====== Data for processing
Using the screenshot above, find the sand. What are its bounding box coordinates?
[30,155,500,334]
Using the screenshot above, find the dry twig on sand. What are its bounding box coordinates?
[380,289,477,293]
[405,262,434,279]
============
**Exercise brief**
Write out every line of the records above word for word.

**Solved problem**
Using the screenshot above, find the sand. What are its bounding box coordinates?
[30,155,500,334]
Using the screenshot above, find the dry twig on sand. What are its bounding box coordinates?
[380,289,477,293]
[405,262,434,279]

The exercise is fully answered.